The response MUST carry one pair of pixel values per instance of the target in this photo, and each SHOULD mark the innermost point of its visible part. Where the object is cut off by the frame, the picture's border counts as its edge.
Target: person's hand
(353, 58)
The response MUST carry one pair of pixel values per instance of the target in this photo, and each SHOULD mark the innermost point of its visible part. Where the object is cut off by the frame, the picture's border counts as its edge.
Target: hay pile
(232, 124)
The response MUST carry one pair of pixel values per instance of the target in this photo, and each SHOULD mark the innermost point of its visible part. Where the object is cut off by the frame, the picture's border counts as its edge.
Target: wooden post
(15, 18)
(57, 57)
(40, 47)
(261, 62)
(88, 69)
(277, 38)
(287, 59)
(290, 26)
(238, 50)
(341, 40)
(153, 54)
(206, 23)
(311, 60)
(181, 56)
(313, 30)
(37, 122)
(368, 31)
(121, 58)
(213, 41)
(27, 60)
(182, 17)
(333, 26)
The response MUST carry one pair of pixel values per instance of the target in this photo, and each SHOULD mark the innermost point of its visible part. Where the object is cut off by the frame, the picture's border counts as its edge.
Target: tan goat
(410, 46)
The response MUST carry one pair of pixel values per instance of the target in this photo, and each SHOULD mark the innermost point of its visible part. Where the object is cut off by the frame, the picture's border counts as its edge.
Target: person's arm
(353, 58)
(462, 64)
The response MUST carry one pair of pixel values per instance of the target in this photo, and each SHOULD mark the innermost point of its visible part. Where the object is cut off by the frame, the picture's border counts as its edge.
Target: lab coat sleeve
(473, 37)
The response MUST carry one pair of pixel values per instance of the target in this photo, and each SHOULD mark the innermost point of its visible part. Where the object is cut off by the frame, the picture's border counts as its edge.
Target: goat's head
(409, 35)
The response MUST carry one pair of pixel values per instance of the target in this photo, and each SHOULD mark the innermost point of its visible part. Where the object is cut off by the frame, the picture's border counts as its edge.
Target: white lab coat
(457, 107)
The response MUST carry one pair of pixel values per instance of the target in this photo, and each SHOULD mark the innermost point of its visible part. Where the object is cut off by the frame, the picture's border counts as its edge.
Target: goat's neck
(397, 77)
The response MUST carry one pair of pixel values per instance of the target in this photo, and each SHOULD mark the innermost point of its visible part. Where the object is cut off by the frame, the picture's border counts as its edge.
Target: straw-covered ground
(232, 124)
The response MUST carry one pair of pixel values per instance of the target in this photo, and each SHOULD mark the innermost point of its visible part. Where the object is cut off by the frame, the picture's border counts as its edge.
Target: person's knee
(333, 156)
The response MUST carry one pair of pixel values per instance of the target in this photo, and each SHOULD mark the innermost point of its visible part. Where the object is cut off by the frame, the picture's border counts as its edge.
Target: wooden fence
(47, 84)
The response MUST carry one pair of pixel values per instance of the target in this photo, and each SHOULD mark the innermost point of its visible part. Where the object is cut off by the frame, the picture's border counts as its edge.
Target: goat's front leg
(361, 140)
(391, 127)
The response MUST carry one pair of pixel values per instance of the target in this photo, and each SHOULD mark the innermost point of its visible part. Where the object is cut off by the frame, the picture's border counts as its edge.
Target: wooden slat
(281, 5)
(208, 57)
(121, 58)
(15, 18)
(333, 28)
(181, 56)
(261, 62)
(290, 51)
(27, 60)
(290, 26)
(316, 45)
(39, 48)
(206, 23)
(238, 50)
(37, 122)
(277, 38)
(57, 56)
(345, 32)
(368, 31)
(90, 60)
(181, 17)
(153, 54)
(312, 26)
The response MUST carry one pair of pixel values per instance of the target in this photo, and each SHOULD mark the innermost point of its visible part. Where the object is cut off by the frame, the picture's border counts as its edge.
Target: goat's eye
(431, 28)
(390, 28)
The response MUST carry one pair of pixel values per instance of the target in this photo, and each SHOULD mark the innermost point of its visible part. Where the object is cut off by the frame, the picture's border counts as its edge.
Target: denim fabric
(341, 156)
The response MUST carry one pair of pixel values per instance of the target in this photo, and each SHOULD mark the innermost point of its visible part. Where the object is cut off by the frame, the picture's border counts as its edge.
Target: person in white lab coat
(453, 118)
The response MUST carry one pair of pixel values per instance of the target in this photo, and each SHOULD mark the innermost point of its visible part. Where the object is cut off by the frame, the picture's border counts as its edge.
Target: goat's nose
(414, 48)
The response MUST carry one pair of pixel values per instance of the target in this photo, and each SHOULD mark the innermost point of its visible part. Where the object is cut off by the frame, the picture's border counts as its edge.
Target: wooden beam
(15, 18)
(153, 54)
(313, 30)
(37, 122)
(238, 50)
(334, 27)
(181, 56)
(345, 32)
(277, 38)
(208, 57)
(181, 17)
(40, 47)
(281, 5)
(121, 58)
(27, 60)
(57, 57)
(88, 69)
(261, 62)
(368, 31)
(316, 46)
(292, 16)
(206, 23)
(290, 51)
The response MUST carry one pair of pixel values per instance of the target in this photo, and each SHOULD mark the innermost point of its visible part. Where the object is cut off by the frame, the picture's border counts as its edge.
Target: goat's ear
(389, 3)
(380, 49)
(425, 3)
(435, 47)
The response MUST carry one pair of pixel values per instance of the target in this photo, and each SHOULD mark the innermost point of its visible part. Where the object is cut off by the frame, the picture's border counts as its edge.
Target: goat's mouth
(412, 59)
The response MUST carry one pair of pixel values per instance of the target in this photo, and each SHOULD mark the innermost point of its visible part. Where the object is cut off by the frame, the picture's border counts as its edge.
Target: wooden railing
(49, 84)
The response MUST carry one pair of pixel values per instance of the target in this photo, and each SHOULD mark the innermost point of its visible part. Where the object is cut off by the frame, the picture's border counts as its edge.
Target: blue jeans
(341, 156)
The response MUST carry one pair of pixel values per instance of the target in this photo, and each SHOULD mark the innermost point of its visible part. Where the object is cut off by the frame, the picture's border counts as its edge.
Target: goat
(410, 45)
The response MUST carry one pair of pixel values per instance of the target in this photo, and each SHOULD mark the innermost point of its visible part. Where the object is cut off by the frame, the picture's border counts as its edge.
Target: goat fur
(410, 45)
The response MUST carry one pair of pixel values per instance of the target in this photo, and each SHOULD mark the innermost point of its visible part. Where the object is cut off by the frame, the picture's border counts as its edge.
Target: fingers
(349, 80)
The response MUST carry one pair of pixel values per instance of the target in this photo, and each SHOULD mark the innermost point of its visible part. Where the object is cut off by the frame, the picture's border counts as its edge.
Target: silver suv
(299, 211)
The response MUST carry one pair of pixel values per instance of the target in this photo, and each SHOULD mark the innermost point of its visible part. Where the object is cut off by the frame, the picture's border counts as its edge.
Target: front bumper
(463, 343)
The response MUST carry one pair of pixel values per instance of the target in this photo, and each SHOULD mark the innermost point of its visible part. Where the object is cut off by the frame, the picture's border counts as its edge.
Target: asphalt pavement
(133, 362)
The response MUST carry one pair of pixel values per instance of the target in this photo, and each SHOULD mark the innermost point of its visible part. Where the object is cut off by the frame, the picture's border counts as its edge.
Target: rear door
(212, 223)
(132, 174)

◆ ◆ ◆ ◆ ◆ ◆ ◆

**How to complete this task**
Nothing in the entries above may be left out; retype them all exactly.

**Response area**
The response MUST carry one pair of pixel values per instance of the target in this photo, and each SHOULD mark the innermost point of its visible part. Where the object is cut off by the frame, the picture's border counts as its edge.
Target: person's hand
(353, 58)
The response MUST carry one pair of pixel values per instance of the target in this photo, and each SHOULD mark the innermost point of its visible part. Where the object is cut off by the frame, the picture's border counts as its edge.
Target: hay pile
(232, 124)
The response MUST carry one pair of pixel values per instance of the target in this photo, and each SHOULD mark the innermost point of its visible part. Where the object is cut off by the frame, the picture's border counts as its edge.
Target: wooden post
(15, 18)
(57, 57)
(40, 47)
(261, 62)
(88, 69)
(277, 38)
(287, 59)
(290, 26)
(238, 50)
(341, 40)
(153, 54)
(206, 23)
(311, 60)
(181, 56)
(313, 30)
(37, 122)
(368, 31)
(121, 58)
(213, 41)
(27, 60)
(182, 17)
(333, 26)
The response MUST carry one pair of pixel values per instance of the target in this photo, and each SHOULD mark the innermost point of its visible part. Where the object is cut off by the frame, the picture's border counts as its edge.
Target: tan goat
(410, 46)
The response MUST carry one pair of pixel values per instance of the target in this photo, and each SHOULD mark the innermost point of its visible part. Where the object is cut off by the frame, the picture's border counts as its edge.
Target: person's arm
(353, 58)
(462, 64)
The response MUST carry one pair of pixel values per instance of the target in this photo, and each SHOULD mark the innermost point of its visible part. Where the object is cut off by the frame, the picture's border counts as its edge.
Target: lab coat sleeve
(473, 37)
The response MUST carry one pair of pixel values per instance of the target in this photo, and each SHOULD mark the innermost point of its visible part. Where the object is cut off by the frame, the picture's border counts as its edge.
Target: goat's head
(409, 35)
The response MUST carry one pair of pixel values per instance of the target in this photo, and each SHOULD mark the innermost point of its visible part. Where the object is cut off by the frame, the picture's border counts as its edge.
Target: white lab coat
(457, 107)
The response MUST carry one pair of pixel values per instance of the target in this photo, and each SHOULD mark the innermost point of its visible part. Where the object is cut off by the frame, the picture's border counts as its edge.
Target: goat's neck
(397, 77)
The response MUST carry one pair of pixel values per instance of the target in this photo, and each SHOULD mark the innermost point of its visible part. Where the object is cut off by the frame, the picture's border counts as its edge.
Target: straw-covered ground
(232, 124)
The response MUST carry one pair of pixel values per instance of the target in this photo, and each SHOULD mark the innermost point of its visible part. Where the object is cut off by the frame, the picture's border counts as its edge.
Target: person's knee
(333, 156)
The response MUST carry one pair of pixel values per instance of the target in this photo, and each SHOULD mark the innermost point of its visible part. Where the object is cut off by the frame, the picture's border counts as its edge.
Target: wooden fence
(47, 84)
The response MUST carry one pair of pixel values per instance of the target in this photo, and each SHOULD mark the innermost point of its visible part. Where the object is cut off by the frame, the picture's border counts as its edge.
Target: goat's front leg
(361, 140)
(391, 127)
The response MUST carry one pair of pixel values per instance of the target in this photo, and each SHOULD mark the innermost point of its visible part. Where the object is cut off by the frame, the picture's border counts as its edge.
Target: wooden slat
(281, 5)
(208, 57)
(121, 58)
(15, 18)
(333, 28)
(181, 56)
(261, 62)
(290, 51)
(27, 60)
(290, 26)
(316, 45)
(39, 48)
(206, 23)
(238, 50)
(37, 122)
(277, 38)
(57, 56)
(345, 32)
(368, 31)
(90, 60)
(181, 17)
(153, 54)
(312, 26)
The response MUST carry one pair of pixel values per instance of the target in this photo, and each SHOULD mark the innermost point of its visible part. Where the object is cut off by the frame, the picture's border counts as its edge.
Target: goat's eye
(431, 28)
(390, 28)
The response MUST carry one pair of pixel values per instance of the target in this photo, and each SHOULD mark the innermost point of its visible part. Where the object is cut off by the frame, the picture's border counts as its edge.
Target: denim fabric
(341, 156)
The response MUST carry one pair of pixel values per instance of the target in this photo, and each SHOULD mark the innermost point of its visible part. Where the object is cut off by the frame, the picture's border counts as its edge.
Target: person in white lab coat
(453, 118)
The response MUST carry one pair of pixel values per instance of the target in this photo, and each SHOULD mark the innermost point of its visible part. Where the object is cut off by the frame, the picture's border counts as its edge.
Target: goat's nose
(414, 48)
The response MUST carry one pair of pixel values per instance of the target in this photo, and each SHOULD mark the innermost point of its visible part. Where the object is cut off by the frame, the picture's border counts as its edge.
Target: wooden beam
(15, 18)
(153, 54)
(313, 30)
(37, 122)
(238, 50)
(334, 27)
(181, 56)
(345, 32)
(277, 38)
(208, 57)
(181, 17)
(40, 47)
(281, 5)
(121, 58)
(27, 60)
(57, 57)
(88, 69)
(261, 62)
(368, 31)
(316, 46)
(292, 16)
(206, 23)
(290, 51)
The response MUST carry one pair of pixel values per instance of the target in this photo, and each SHOULD mark the innermost point of its visible part. Where the object is cut off by the frame, the picture's border counts as its edge.
Target: goat's ear
(389, 3)
(380, 49)
(425, 3)
(435, 47)
The response MUST carry one pair of pixel values per instance of the target in this photo, and each SHOULD mark the innermost point of its visible part. Where the object is cut off by the frame, the picture's border counts as its edge.
Target: goat's mouth
(412, 59)
The response MUST carry one pair of pixel values per instance of the target in this photo, and each SHOULD mark the innermost point of its visible part. Where the object is cut off by the frame, the picture's border counts as its edge.
Target: wooden railing
(49, 84)
The response MUST carry one pair of pixel values per instance of the target in this photo, and each SHOULD mark the innermost point of its visible part. Where the object is cut off by the frame, the picture's border counts as its edge.
Target: blue jeans
(341, 156)
The response MUST carry one pair of pixel values per instance of the target in this photo, and each SHOULD mark the innermost point of its visible part. Where the object is cut off by the frame, the picture's border counts as its edge.
Target: goat
(410, 45)
The response MUST carry one pair of pixel values per instance of the target in this photo, and each SHOULD mark the innermost point of its visible part. Where the object is cut off by the frame, the picture's border counts as its edge.
Target: goat fur
(410, 45)
The response MUST carry one pair of pixel values per instance of the target in this photo, and each SHOULD mark the innermost point of its visible part. Where the object is cut off by the frame, the picture's border counts as its edge.
Target: fingers
(349, 80)
The response MUST carry one pair of pixel values per instance of the target in this photo, and each SHOULD mark the innermost point of its visible part. Where the object is cut off by the frame, the picture's border counts as its edge.
Target: silver suv
(299, 211)
The response MUST carry one pair of pixel values per instance of the target in this photo, and each SHOULD mark the innermost point of its visible part. Where the object is cut off by the frame, the picture's border counts as its edge.
Target: front bumper
(463, 343)
The response MUST carry one pair of pixel values per instance of the target in this photo, and each SHOULD mark the innermost point of its visible part. Where the object is cut off by the frame, the picture's border counts as its edge.
Target: asphalt pavement
(133, 362)
The response MUST carry one pair of pixel values per instance of the target in this photo, and each SHOULD mark the innermost point of its visible part. Where the object is cut off by the frame, the picture's border counts as its edge.
Target: rear door
(212, 223)
(132, 174)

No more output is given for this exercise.